— BEGIN Data provided —
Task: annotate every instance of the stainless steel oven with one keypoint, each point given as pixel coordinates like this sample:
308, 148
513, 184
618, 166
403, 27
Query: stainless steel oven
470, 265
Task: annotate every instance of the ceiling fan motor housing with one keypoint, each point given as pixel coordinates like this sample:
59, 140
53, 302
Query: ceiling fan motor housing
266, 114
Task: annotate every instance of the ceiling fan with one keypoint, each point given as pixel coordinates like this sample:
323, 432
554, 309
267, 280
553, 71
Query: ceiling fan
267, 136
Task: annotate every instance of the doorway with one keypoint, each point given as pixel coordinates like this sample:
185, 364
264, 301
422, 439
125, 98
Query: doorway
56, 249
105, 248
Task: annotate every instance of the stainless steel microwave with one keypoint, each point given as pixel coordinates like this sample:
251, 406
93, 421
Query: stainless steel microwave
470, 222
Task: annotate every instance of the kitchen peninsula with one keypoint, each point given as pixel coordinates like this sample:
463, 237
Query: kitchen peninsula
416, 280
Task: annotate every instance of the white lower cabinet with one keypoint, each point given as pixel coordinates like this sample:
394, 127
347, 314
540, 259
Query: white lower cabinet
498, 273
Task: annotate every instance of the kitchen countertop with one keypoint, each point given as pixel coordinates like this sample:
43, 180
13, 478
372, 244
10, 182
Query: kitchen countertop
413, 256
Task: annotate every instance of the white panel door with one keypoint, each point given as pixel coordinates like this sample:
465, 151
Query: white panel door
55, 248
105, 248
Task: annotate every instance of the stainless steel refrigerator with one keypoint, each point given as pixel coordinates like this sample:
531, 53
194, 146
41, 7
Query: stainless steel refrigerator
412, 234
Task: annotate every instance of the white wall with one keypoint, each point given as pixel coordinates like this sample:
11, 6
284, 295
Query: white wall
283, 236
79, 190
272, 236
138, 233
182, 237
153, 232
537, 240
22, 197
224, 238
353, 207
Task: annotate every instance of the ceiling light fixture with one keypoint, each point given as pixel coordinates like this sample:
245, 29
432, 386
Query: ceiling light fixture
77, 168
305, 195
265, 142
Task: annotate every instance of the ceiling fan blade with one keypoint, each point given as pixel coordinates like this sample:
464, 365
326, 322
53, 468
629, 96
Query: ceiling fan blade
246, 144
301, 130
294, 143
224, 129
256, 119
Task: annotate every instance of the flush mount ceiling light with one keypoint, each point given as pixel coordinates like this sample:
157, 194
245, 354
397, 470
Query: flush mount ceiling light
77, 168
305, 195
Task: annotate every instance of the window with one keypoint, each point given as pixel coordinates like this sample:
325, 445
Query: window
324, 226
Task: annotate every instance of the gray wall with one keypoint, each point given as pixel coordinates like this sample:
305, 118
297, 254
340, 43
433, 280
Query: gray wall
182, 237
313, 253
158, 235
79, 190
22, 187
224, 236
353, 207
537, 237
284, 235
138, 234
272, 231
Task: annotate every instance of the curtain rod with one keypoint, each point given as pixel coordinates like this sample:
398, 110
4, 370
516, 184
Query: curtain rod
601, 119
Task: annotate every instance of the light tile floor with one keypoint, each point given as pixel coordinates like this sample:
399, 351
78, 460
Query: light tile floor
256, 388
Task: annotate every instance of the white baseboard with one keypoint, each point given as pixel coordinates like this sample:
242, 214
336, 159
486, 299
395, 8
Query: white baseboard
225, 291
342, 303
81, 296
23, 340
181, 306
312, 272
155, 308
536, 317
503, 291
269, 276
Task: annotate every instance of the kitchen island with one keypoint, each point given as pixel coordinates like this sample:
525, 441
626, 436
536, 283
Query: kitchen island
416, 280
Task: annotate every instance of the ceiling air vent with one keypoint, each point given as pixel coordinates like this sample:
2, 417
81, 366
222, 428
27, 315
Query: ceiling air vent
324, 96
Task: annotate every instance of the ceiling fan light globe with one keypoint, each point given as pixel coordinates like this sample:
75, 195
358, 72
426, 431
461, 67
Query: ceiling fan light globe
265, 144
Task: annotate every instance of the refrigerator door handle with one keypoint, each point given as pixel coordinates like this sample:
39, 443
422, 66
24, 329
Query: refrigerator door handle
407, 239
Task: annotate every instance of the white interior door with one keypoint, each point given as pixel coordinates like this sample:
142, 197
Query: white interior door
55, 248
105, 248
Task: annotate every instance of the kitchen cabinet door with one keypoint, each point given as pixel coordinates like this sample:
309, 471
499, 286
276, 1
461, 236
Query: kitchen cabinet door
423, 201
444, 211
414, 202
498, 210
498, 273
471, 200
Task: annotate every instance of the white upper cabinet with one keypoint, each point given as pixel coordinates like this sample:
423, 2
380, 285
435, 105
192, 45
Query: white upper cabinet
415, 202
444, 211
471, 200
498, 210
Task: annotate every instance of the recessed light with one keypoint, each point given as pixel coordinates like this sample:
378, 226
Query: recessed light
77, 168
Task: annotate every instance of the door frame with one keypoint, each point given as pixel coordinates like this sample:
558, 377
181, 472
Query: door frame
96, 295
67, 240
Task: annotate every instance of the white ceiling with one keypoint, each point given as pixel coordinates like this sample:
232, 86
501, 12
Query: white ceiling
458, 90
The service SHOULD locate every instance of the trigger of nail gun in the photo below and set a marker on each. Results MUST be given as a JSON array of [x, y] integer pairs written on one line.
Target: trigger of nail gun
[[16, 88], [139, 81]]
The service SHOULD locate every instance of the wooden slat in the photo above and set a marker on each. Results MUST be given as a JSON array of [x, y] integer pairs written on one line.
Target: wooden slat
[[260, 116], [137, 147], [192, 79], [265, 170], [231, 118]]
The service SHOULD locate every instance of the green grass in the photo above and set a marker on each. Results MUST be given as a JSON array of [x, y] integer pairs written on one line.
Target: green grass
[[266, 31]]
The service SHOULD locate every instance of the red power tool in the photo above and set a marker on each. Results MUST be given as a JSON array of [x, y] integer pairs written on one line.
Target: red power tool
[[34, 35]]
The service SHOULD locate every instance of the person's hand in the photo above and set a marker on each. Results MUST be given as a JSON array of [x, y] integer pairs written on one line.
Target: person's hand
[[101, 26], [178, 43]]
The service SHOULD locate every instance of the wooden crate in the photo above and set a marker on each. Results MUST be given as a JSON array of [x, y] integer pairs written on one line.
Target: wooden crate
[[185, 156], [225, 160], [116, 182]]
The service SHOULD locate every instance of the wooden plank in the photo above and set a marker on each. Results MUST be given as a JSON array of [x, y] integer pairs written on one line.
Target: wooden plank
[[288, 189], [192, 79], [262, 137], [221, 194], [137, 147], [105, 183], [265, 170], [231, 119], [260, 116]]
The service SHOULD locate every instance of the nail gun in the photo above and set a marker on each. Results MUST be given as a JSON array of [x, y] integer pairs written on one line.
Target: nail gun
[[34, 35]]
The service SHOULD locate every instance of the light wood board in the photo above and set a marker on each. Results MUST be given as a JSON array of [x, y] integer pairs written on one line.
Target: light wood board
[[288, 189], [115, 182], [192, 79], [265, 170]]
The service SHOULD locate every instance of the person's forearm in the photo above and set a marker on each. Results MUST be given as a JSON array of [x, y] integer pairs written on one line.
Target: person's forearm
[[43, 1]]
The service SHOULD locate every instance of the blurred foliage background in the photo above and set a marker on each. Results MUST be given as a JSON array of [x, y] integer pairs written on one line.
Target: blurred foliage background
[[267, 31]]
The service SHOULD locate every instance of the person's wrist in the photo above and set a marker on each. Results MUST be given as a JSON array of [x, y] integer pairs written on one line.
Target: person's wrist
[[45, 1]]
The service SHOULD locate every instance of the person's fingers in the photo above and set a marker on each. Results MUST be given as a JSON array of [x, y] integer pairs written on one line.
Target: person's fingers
— END Data provided —
### Problem details
Print every line of the data above again, without changing anything.

### Written answer
Task: annotate every instance of the stainless steel oven with one keypoint, each point given as pixel coordinates like this sample:
308, 148
513, 184
618, 166
403, 27
Query: stainless steel oven
470, 265
Task: annotate every instance of the ceiling fan motor housing with one keypoint, each point given as pixel coordinates like this sample:
59, 140
53, 302
Query: ceiling fan motor housing
266, 114
Task: annotate every instance of the ceiling fan with one keypoint, each point given as pixel coordinates like this sample:
323, 432
554, 309
267, 280
553, 71
Query: ceiling fan
267, 136
Task: annotate every instance of the doorway with one keypoint, each point given as pixel coordinates like this sample:
185, 364
264, 301
422, 439
125, 98
Query: doorway
56, 249
105, 248
Task: annotate every instance of the stainless steel microwave with one keypoint, each point given as pixel coordinates like this sample:
251, 406
93, 421
Query: stainless steel microwave
470, 222
Task: annotate every instance of the kitchen peninsula with one keypoint, each point given as pixel coordinates like this sample:
463, 237
Query: kitchen peninsula
416, 280
Task: annotate every instance of the white lower cabinet with one keypoint, each point given as pixel coordinates like this sample:
394, 127
347, 314
540, 259
Query: white lower cabinet
498, 273
Task: annotate every instance of the kitchen countertop with one keypoint, each point given as pixel coordinates like this sample:
43, 180
13, 478
372, 244
10, 182
Query: kitchen countertop
413, 256
Task: annotate every instance of the white panel door with one keypoint, each point given as pixel coordinates like this sample:
465, 151
Query: white panel door
55, 248
105, 248
Task: annotate every instance of the stainless steel refrigerator with one keypoint, each point given as pixel coordinates like this sample:
531, 53
194, 146
41, 7
Query: stainless steel refrigerator
412, 234
Task: annotate every instance of the white wall with one keypoint, each point given as pixel coordinates like this sample:
11, 6
284, 295
Query: white wall
283, 236
79, 190
272, 236
138, 233
182, 237
153, 232
537, 240
22, 197
224, 238
353, 207
Task: annotate every instance of the ceiling light fixture with one keypoint, each point given as pixel coordinates like this sample:
245, 29
432, 386
Query: ceiling light fixture
77, 168
305, 195
265, 142
Task: annotate every instance of the ceiling fan blade with one keypoint, each point given as pixel coordinates like this sample:
464, 365
326, 322
53, 468
629, 96
Query: ceiling fan blade
246, 144
301, 130
294, 143
224, 129
256, 119
Task: annotate every instance of the flush mount ceiling light with one keypoint, each point given as pixel coordinates like this sample:
157, 194
245, 354
397, 470
Query: flush mount ceiling light
77, 168
305, 195
Task: annotate every instance of the window with one keypoint, each point given as pixel coordinates like this sample:
325, 445
Query: window
324, 226
Task: annotate every instance of the gray wall with one keypoint, each point given as pixel coordinates like this sample:
305, 118
297, 254
340, 43
433, 280
Query: gray wall
182, 237
313, 253
158, 235
79, 190
22, 187
224, 236
353, 207
537, 237
284, 235
138, 234
272, 231
Task: annotate every instance of the curtain rod with one keypoint, each point given as pixel coordinates like this sample:
398, 110
4, 370
516, 184
Query: curtain rod
601, 119
Task: annotate every instance of the light tile floor with one keypoint, each point given as pixel coordinates like this sample:
399, 351
78, 460
Query: light tile floor
256, 388
Task: annotate every instance of the white baseboard with one keypoint, each point given as pixel coordinates like this sample:
242, 214
336, 159
486, 299
395, 8
Query: white baseboard
225, 291
342, 303
81, 296
23, 340
181, 306
312, 272
155, 308
536, 317
503, 291
269, 276
Task: annotate every instance of the kitchen island with one keypoint, each point given as pixel coordinates like this sample:
525, 441
626, 436
536, 283
Query: kitchen island
416, 280
Task: annotate every instance of the ceiling air vent with one keypoint, each point given as pixel coordinates like this sample:
2, 417
81, 366
222, 428
27, 315
Query: ceiling air vent
324, 96
Task: annotate every instance of the ceiling fan light globe with one keypoint, each point given as pixel coordinates like this sample:
75, 195
358, 72
426, 431
461, 67
Query: ceiling fan light globe
265, 144
Task: annotate every instance of the refrigerator door handle with one keypoint, each point given as pixel coordinates like this sample:
39, 443
422, 66
24, 329
Query: refrigerator door handle
407, 239
Task: annotate every instance of the white interior door with one keypoint, each point given as pixel coordinates like this sample:
142, 197
Query: white interior door
55, 248
105, 248
Task: annotate every instance of the kitchen cabinet door with one keypoint, each point given as pixel coordinates like this sample:
309, 471
499, 286
276, 1
461, 236
Query: kitchen cabinet door
423, 201
444, 211
414, 202
498, 210
498, 273
471, 200
Task: annotate every instance of the white upper cabinet with one keypoint, each point given as pixel coordinates like this sample:
423, 2
380, 285
435, 105
192, 45
Query: white upper cabinet
415, 202
444, 211
471, 200
498, 210
Task: annotate every instance of the recessed light with one keypoint, each point given as pixel coordinates like this sample:
378, 226
Query: recessed light
77, 168
Task: annotate every instance of the door frame with one keypoint, each point given as pixel coordinates like this sample:
558, 377
181, 472
Query: door frame
96, 295
67, 240
Task: annotate every instance of the white ceiling with one keypoint, each point given as pixel coordinates like this sample:
232, 86
501, 12
Query: white ceiling
458, 90
The service SHOULD locate every instance of the trigger of nail gun in the photo below and set a marker on each. Results MUST be given as a JSON array of [x, y] integer pairs written on one line.
Target: trigger of nail gun
[[16, 88], [139, 81]]
The service SHOULD locate every instance of the wooden slat in the photo above and set a marker on each. Results MUST be given as a JSON array of [x, y] integer pairs written on one line.
Target: wooden slat
[[260, 116], [137, 147], [192, 79], [265, 170], [231, 118]]
The service SHOULD locate every instance of the green grass in the photo above and set a marker on each. Results MUST be given as a JSON array of [x, y] integer pairs written on one line.
Target: green grass
[[266, 31]]
The service SHOULD locate every instance of the red power tool in the photo above and set a marker on each. Results MUST be given as a JSON array of [x, y] integer pairs written on one line.
Target: red power tool
[[34, 35]]
The service SHOULD locate every instance of the person's hand in the photo above and set a marker on each. Results MUST be given as a JSON array of [x, y] integer pairs written on one line.
Target: person's hand
[[101, 26], [178, 43]]
The service SHOULD locate every instance of the wooden crate in the photo above and set a marker on each. Results MUST be given as a JSON array of [x, y] integer pairs written on one line.
Target: wooden crate
[[185, 156], [225, 160], [116, 182]]
The service SHOULD locate every instance of the wooden plank in the photo above and set a marker on each. Results MUST be given as a JSON array of [x, y] integer pairs written on one line.
Target: wooden plank
[[288, 189], [192, 79], [262, 137], [221, 194], [137, 147], [105, 183], [265, 170], [231, 119], [260, 116]]
The service SHOULD locate every instance of the nail gun in the photo above and set a marker on each. Results MUST be given as a JSON array of [x, y] integer pairs written on one line.
Target: nail gun
[[34, 35]]
The service SHOULD locate every instance of the light wood board in the photo above and set a marker on each. Results MUST be given as a JSON array of [x, y] integer pairs written on one line.
Target: light wood board
[[288, 189], [115, 182], [192, 79], [265, 170]]
The service SHOULD locate every instance of the person's forearm in the photo above and set a marker on each. Results MUST be given as a JSON array of [x, y] integer pairs written on one line.
Target: person's forearm
[[43, 1]]
The service SHOULD locate every instance of the blurred foliage background in the photo above and set a marker on each. Results MUST be given as a JSON array of [x, y] integer pairs written on one line.
Target: blurred foliage background
[[267, 31]]
The service SHOULD locate every instance of the person's wrist in the photo above and set a marker on each. Results MUST be given as a JSON array of [x, y] integer pairs written on one line.
Target: person's wrist
[[45, 1]]
The service SHOULD locate every instance of the person's fingers in the photo above and set a marker on each. Results MUST be given as a JSON array of [x, y] integer pairs written on one line.
Target: person's fingers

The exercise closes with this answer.